ARTICLE:
■ ■ ■ ■

1/ L’obligation de mettre en place une enquête interne en cas d’allégations de harcèlement moral

L’employeur doit prendre les mesures nécessaires pour assurer la sécurité et protéger la santé physique et mentale des travailleurs, en menant notamment des actions de prévention des risques professionnels (C. trav. art. L. 4121-1), avec une attention particulière portée aux risques liés au harcèlement moral, au harcèlement sexuel et aux agissements sexistes (C. trav. art. L. 4121-2).

L’article L. 1152-4 du Code du travail le rappelle expressément : « l’employeur prend toutes dispositions nécessaires en vue de prévenir les agissements de harcèlement moral. »

En cas d’un harcèlement moral avéré, l’employeur engage sa responsabilité civile (et même pénale), s’il n’a pas pris les mesures adéquates visant à prévenir et à faire cesser de tels agissements.

Ainsi, la Cour de cassation a pu juger que, l’employeur n’ayant entrepris aucune enquête sérieuse devant l’importance d’un conflit opposant le salarié à son responsable hiérarchique, en dépit de signalements, a manqué à son obligation de résultat en matière de protection de la santé et de la sécurité du salarié victime de harcèlement (Cass. soc. 9-7-2014, n° 13-16.797).

La Cour de cassation (Cass. 27-11-2019, n°18-10.551) considère même que l’absence d’enquête interne, après la révélation d’un harcèlement, constitue une violation par l’employeur de son obligation de prévention des risques professionnels qui cause un préjudice à l’intéressé, même en l’absence de harcèlement.

A l’inverse, l’employeur qui a pris les mesures prévues par les articles L. 4121-1 et L. 4121-2 du Code du travail et, notamment, a mis en œuvre des actions d’information et de formation propres à prévenir la survenance de faits de harcèlement moral, ne manque pas à son obligation de sécurité (Cass. soc. 1-6-2016, n° 14-19702).

En pratique, lorsque le salarié signale des faits susceptibles de caractériser un harcèlement moral, l’employeur doit nécessairement organiser une enquête interne, afin d’établir :

– La matérialité et la preuve des faits ;

– Leur qualification au regard de la définition du harcèlement moral.

Il est rappelé, à cet égard, que le harcèlement moral est défini par l’article L. 1152-1 du Code du travail en ces termes :

– « Aucun salarié ne doit subir les agissements répétés de harcèlement moral qui ont pour objet ou pour effet une dégradation de ses conditions de travail susceptible de porter atteinte à ses droits et à sa dignité, d’altérer sa santé physique ou mentale ou de compromettre son avenir professionnel. »

■ ■ ■ ■

TRAVAIL DEMANDÉ:
Recopiez mot pour mot, dans l'article sur le harcèlement moral, tout le passage qui va de « A l’inverse, l’employeur » jusqu'à « 1-6-2016, n° 14-19702). ».

DONNÉES AFFICHÉES:

■ ■ ■ ■

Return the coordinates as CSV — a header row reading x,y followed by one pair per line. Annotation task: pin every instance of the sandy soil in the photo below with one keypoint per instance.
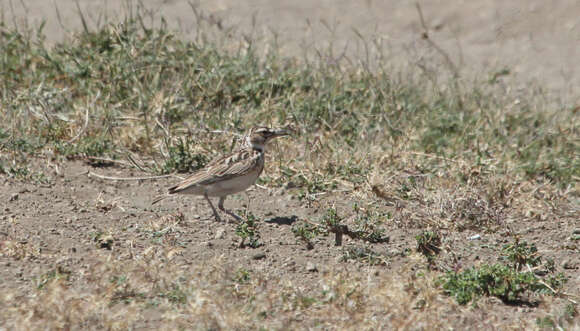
x,y
538,41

■ ■ ■ ■

RÉSULTAT:
A l’inverse, l’employeur qui a pris les mesures prévues par les articles L. 4121-1 et L. 4121-2 du Code du travail et, notamment, a mis en œuvre des actions d’information et de formation propres à prévenir la survenance de faits de harcèlement moral, ne manque pas à son obligation de sécurité (Cass. soc. 1-6-2016, n° 14-19702).